● **Given passage**
============================================================

The foundation of Bucharest is attributed to Bucur, thought to be a peasant by some, or an aristocrat or outlaw by others.

The first documented confirmation of the city of Bucharest was one from the record dated September 20, 1459 through which Vlad Tepes is attesting for some inhabitants their ownership right and is exempting them from paying dues. Vlad Tepes, known also as Dracula, has spent four of his six reign years in Bucharest, favoring this to his former residence, Targoviste.

Curtea Veche – Old Court, the seat of the Walachian rulers, located near Dambovita and Mihai Voda Monastery 1594 – founded by the ruler Mihai Viteazul who unified the first time the three principalities, show Byzantine architectural elements.

The Royal Court (Curtea Domneasca) will polarize a large commercial and hand-made products center, with a lot of inns and stores, today a busy tourism area.

In the post-Byzantine period, 17th century, a series of large monasteries were built, as Plumbuita Monastery (1647) by Matei Basarab (1635-1654), the monastery from Dealul Podgoriilor – now the famous Metropolitan Cathedral, the church of the Cotroceni Monastery (1679-1681) – the work of Constantin Serban Cantacuzino 1654-1658, the Palace from Potlogi 1698, Mogosoaia Palace 1702, Sf. Gheorghe Nou (Saint George the New) church 1707 – the work of Constantin Brancoveanu.

The Turkish-Fanariot regime, after the beheading of Constantin Brancoveanu and his four sons in 1714, sanctified by the Orthodox Church, will not stop the construction of religious spaces. Great places were built, like Vacaresti monastery (1716-1722), Antim monastery (1713-1715) – the work of the scholar metropolitan Antim Ivireanu, Kretuzulescu church 1722, Stavropoleos church (1724-1730), many examples of spatial craftsmanship. Also other investments are important – the Melik house 1760 or Hanul lui Manuc (Manuc Inn) 1808.

The unification of the principalities (1859) has contributed to the development of the capital city, which became the most important city in south-east of Europe, after Istanbul. In 1861, the streets of Bucharest were illuminated with gas, before Paris and Berlin.

The strengthening of the state authority through Prince Charles the 1st of Hohenzolern in 1866 and winning independence from the Turks in 1877, the coronation of the King in (1881) play a beneficial role in the harmonious development of Bucharest.

============================================================

● **Written problem 1**
Return, word for word, the part of the passage on Bucharest's history that opens with the words containing "The strengthening of" and closes with "development of Bucharest.".

============================================================

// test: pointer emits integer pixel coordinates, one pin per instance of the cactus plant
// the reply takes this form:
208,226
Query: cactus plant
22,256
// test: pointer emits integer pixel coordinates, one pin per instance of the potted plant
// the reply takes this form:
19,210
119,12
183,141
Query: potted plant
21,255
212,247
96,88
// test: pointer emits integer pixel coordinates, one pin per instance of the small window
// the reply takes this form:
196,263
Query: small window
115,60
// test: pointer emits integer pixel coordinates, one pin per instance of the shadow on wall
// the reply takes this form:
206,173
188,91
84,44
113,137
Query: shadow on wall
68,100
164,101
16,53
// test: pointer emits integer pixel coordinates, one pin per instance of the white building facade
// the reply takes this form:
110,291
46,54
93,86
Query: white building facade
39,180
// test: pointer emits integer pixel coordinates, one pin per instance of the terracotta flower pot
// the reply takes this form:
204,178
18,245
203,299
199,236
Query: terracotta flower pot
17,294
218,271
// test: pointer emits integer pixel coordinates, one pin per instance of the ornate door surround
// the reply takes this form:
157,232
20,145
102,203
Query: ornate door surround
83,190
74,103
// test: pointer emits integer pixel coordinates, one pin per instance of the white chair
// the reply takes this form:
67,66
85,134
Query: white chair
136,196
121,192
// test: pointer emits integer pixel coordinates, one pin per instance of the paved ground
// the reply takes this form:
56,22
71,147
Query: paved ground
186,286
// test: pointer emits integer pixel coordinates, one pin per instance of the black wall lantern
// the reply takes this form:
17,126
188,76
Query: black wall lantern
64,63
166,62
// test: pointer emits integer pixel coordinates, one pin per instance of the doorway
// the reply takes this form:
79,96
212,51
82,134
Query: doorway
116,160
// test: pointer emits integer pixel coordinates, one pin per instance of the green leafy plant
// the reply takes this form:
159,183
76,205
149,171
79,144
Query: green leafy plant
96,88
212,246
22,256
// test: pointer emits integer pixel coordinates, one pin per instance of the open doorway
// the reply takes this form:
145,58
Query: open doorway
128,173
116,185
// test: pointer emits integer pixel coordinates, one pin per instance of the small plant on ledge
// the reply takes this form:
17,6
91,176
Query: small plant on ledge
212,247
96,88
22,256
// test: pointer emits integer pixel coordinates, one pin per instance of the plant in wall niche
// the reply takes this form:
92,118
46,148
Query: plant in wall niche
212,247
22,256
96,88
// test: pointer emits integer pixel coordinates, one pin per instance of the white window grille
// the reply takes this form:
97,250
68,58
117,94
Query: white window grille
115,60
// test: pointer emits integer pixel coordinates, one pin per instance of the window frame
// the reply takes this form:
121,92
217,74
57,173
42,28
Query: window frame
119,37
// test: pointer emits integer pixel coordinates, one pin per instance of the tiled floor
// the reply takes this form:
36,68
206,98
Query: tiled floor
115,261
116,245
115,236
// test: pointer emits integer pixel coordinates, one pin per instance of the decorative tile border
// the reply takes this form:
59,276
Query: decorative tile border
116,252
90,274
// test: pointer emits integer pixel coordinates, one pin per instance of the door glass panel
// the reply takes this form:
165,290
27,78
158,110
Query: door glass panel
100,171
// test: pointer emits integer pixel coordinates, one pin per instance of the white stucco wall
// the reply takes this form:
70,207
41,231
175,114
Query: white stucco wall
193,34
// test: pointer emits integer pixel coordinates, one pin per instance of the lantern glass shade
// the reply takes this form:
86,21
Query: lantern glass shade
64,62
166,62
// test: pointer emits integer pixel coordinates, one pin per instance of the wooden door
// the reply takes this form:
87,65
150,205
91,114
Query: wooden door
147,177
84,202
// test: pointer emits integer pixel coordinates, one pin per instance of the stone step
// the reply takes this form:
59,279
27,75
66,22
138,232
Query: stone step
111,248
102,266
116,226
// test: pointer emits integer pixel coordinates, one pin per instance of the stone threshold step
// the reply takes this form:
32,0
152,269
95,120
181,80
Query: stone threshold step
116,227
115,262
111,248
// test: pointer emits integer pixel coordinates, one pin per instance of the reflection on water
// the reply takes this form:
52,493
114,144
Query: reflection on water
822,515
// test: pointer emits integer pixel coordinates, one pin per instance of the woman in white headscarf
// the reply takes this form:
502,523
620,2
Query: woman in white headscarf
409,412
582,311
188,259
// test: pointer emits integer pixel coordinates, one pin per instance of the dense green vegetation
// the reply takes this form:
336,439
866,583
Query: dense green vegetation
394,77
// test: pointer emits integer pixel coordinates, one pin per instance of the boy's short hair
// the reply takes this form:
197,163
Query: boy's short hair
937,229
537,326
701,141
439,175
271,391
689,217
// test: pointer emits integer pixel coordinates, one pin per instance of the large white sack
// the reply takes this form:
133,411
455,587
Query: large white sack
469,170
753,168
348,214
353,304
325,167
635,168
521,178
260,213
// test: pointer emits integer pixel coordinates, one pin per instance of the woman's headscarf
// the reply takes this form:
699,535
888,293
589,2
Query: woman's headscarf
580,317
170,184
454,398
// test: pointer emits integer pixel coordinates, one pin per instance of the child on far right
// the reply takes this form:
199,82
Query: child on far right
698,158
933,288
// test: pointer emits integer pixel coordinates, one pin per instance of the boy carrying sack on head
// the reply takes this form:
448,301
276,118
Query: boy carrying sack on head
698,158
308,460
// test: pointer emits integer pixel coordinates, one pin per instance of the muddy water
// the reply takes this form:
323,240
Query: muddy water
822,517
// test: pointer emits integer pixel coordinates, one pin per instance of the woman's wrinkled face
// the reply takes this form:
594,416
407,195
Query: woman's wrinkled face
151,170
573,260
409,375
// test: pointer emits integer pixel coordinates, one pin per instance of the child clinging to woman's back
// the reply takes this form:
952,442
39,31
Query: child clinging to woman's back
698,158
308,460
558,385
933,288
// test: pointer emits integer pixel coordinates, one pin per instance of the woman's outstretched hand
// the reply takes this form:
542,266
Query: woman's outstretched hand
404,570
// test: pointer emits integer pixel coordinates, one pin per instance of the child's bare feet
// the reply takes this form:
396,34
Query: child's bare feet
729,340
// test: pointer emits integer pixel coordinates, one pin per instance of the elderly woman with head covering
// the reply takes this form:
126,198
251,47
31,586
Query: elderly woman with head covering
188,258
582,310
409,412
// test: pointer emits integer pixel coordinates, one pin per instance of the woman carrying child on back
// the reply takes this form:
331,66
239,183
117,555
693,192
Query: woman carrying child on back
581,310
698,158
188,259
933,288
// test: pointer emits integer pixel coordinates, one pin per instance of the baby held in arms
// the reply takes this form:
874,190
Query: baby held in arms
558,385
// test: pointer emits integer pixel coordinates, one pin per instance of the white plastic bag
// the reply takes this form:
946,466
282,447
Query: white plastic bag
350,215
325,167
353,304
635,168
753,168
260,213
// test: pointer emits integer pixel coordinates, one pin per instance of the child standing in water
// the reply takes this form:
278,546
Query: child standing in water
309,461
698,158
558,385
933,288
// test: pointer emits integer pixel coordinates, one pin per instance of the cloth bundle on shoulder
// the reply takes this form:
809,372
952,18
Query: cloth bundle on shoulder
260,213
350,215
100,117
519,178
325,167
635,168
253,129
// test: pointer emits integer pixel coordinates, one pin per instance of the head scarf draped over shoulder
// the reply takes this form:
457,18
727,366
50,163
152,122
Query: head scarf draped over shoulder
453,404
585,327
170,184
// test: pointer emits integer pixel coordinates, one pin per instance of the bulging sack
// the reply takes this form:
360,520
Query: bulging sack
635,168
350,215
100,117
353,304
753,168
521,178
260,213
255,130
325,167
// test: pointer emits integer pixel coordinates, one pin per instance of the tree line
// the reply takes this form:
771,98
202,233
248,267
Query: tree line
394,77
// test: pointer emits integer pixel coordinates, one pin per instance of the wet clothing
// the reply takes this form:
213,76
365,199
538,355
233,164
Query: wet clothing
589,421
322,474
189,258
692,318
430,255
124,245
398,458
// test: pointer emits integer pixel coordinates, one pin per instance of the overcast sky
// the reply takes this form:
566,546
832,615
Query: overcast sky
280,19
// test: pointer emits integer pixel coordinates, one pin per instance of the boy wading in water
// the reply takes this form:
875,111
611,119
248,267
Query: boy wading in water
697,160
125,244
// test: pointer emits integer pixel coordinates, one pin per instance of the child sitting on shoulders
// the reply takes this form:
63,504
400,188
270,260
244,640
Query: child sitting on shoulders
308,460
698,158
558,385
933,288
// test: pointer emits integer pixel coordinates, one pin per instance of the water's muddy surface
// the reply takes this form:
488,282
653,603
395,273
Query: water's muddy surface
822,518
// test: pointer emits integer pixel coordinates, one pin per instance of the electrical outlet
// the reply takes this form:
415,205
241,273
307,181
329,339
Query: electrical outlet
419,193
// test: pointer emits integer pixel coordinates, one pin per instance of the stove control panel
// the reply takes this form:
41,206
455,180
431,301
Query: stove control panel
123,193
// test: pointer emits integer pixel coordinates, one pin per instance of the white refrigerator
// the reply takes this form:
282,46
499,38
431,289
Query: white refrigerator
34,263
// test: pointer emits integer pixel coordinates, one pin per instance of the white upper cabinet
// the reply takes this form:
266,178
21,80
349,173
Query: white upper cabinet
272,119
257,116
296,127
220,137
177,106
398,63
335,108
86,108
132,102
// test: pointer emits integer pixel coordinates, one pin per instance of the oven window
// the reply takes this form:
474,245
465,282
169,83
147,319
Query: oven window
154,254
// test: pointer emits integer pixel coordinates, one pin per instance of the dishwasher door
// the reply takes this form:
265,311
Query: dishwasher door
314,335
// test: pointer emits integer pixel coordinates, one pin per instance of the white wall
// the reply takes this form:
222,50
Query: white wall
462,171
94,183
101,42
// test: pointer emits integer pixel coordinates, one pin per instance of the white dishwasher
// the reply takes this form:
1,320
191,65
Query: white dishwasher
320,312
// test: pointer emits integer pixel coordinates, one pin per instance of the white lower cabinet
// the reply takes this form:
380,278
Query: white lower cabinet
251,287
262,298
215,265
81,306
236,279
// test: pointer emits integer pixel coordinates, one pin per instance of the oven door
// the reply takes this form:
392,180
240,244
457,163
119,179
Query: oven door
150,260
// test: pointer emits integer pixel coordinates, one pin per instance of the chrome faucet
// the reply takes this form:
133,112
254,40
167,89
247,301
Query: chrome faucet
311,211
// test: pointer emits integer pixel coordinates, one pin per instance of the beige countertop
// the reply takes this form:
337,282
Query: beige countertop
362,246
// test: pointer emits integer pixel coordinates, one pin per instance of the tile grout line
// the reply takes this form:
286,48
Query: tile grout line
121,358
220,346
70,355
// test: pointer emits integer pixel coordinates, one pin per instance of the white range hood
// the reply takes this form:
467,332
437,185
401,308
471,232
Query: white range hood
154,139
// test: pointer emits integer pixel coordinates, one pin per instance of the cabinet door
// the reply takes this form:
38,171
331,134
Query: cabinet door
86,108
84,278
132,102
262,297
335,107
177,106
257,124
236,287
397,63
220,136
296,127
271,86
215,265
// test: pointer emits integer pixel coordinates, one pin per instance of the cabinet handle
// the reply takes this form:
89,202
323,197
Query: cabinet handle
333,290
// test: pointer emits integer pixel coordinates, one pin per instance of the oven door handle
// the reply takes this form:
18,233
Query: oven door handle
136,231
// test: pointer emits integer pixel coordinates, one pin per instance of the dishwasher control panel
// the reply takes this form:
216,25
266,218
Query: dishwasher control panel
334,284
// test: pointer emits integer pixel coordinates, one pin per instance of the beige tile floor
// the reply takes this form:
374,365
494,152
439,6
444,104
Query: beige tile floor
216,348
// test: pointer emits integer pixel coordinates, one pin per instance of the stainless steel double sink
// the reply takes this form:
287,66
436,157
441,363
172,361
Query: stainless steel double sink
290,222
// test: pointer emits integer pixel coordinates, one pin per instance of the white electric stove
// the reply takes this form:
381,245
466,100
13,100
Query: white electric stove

============================================================

● **Written problem 2**
Identify every line of the rows that contains the string "standing", and copy each such line in full.

● **Complete response 1**
The strengthening of the state authority through Prince Charles the 1st of Hohenzolern in 1866 and winning independence from the Turks in 1877, the coronation of the King in (1881) play a beneficial role in the harmonious development of Bucharest.

● **Complete response 2**
// test: pointer emits integer pixel coordinates, one pin per instance of the child standing in water
Query: child standing in water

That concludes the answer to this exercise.